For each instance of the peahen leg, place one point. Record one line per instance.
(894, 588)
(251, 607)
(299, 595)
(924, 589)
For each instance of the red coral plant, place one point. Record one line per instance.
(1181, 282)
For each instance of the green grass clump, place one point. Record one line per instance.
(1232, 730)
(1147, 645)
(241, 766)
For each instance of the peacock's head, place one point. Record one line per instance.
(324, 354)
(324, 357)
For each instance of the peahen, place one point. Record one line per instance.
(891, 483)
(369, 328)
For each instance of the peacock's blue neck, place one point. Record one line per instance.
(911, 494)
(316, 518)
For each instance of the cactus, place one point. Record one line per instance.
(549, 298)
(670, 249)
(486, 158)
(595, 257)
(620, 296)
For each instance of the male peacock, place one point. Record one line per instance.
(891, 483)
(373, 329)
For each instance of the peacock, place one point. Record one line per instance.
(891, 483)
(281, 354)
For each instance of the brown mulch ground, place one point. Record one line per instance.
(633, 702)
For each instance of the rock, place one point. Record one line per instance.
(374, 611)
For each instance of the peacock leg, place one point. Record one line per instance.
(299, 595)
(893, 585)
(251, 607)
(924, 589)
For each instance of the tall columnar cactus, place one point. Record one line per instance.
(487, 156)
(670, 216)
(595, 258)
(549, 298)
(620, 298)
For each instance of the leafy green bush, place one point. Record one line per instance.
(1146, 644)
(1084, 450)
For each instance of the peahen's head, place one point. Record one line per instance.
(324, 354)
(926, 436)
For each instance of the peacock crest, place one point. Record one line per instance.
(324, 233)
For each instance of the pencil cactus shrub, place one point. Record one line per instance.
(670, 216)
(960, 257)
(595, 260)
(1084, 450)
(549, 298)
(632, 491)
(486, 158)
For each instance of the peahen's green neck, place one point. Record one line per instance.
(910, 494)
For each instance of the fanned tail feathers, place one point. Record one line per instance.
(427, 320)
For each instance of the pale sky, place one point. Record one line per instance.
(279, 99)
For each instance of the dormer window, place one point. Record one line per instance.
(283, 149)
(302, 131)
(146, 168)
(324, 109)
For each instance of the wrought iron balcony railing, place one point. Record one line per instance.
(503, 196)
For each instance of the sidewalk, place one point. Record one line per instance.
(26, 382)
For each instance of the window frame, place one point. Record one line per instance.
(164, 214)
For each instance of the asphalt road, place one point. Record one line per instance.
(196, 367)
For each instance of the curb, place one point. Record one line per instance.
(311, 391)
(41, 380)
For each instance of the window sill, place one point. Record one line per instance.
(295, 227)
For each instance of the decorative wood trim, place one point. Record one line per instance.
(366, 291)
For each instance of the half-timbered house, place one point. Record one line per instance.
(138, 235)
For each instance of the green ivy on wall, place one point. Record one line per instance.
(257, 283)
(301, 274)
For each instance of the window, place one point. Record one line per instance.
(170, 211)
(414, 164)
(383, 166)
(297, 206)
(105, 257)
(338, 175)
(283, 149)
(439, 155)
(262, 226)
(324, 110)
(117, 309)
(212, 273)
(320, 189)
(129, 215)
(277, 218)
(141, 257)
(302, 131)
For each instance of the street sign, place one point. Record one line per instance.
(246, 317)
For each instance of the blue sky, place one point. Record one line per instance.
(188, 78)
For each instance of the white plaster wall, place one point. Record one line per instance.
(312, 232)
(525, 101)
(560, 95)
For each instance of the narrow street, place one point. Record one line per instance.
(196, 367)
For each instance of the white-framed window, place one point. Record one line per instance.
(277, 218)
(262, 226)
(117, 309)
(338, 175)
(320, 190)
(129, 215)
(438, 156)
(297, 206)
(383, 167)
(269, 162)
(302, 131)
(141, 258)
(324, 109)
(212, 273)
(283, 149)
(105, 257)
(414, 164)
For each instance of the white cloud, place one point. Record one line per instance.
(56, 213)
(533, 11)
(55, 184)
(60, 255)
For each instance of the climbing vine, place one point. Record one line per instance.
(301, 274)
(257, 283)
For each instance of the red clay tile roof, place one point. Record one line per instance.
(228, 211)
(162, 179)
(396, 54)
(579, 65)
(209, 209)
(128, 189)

● **WRITTEN INSTRUCTION**:
Please set down all the data word for word.

● **FINAL ANSWER**:
For each instance of the peahen leg, place one point. Record one line per instance.
(894, 588)
(251, 607)
(299, 595)
(924, 589)
For each instance of the red coral plant, place one point. Record one line per instance.
(1181, 282)
For each instance of the green grass clump, place one point. Record one line per instance.
(1232, 730)
(1147, 645)
(241, 766)
For each instance of the peacock's head, place one point. Record one line per instance.
(324, 354)
(324, 357)
For each instance of the peahen, place one point. Record one line per instance.
(891, 483)
(369, 328)
For each instance of the peacock's blue neck, place one point. Record one line per instance.
(911, 494)
(316, 518)
For each instance of the cactus, place one point. Record one line per instance.
(549, 298)
(670, 249)
(486, 158)
(595, 257)
(620, 296)
For each instance of the male peacock, place one point. Record one line per instance.
(891, 483)
(373, 329)
For each instance of the peacock, place one point. Record one line per instance.
(891, 483)
(281, 354)
For each instance of the brown mulch ground, place one point. Record one line per instance.
(633, 702)
For each instance of the rock, place one point. Record one line per instance.
(374, 611)
For each instance of the peacock leg, place one point. Record one line per instance.
(299, 595)
(893, 585)
(251, 607)
(924, 589)
For each instance of the tall columnar cactus, place one point. Record one line per instance.
(487, 156)
(670, 216)
(595, 258)
(549, 298)
(620, 298)
For each instance of the leafy green bush, place one point. Record one line per instance.
(1146, 644)
(1084, 450)
For each instance of the peahen's head, place one point. Record one line per instance.
(324, 354)
(926, 436)
For each instance of the peacock crest, place one point. Record one line per instance.
(324, 233)
For each instance of the pencil cactus shrub, place one point. Record one line per instance.
(670, 216)
(960, 257)
(595, 260)
(1084, 450)
(549, 298)
(632, 491)
(486, 158)
For each instance of the peahen's green neck, place one point. Record one line per instance.
(910, 494)
For each instance of the fanned tail feathers, place one point. Record one line per instance.
(427, 320)
For each instance of the pale sky, place one point. Record one line per instance.
(279, 99)
For each instance of the dormer window, place one point. Record one line per instance.
(283, 149)
(302, 131)
(146, 168)
(324, 109)
For each instance of the wrought iron balcony railing, place one point. Record one line per instance.
(503, 196)
For each instance of the sidewalk, place one point. Record one line per instance.
(26, 382)
For each instance of the window frame, place one point. Record one line per instance.
(164, 214)
For each instance of the asphalt road, place one point. Record one line per instance.
(196, 367)
For each instance of the curb, place one point. Record one line per instance.
(311, 391)
(41, 380)
For each instance of the window sill, place one point. Record one line per instance.
(295, 227)
For each instance of the decorative wood trim, place one point. Record one line per instance.
(366, 291)
For each instance of the half-timbered house, place one point. Record one line per instance.
(138, 235)
For each instance of the green ivy on wall, place one point. Record one line per instance.
(257, 283)
(301, 274)
For each instance of the window, place one point. Record one line per instance.
(170, 211)
(414, 164)
(383, 166)
(297, 206)
(105, 257)
(338, 175)
(283, 149)
(439, 155)
(262, 226)
(324, 110)
(117, 309)
(212, 273)
(320, 189)
(129, 215)
(277, 218)
(141, 257)
(302, 131)
For each instance of the street sign, place one point. Record one line per instance.
(246, 317)
For each instance of the blue sky, place one point. Record one line per instance.
(188, 78)
For each instance of the white plaster wall, place one point. Record one line per instance.
(312, 232)
(525, 101)
(560, 95)
For each instance of the narrow street, place one point. Record one line per instance.
(196, 367)
For each instance of the white-framed window, place one point. Record one line per instance.
(277, 218)
(262, 226)
(117, 309)
(338, 175)
(320, 190)
(129, 215)
(438, 156)
(297, 206)
(383, 167)
(269, 162)
(302, 131)
(141, 258)
(324, 109)
(212, 273)
(283, 149)
(105, 257)
(414, 164)
For each instance of the white cloud, place one point. Record one line per instance.
(56, 213)
(533, 11)
(55, 184)
(60, 255)
For each instance of the climbing vine, place one point. Record one line per instance.
(301, 274)
(257, 283)
For each instance of the red clay tile roof, place one point. Record one line per instance.
(228, 211)
(162, 179)
(396, 54)
(579, 65)
(209, 209)
(128, 189)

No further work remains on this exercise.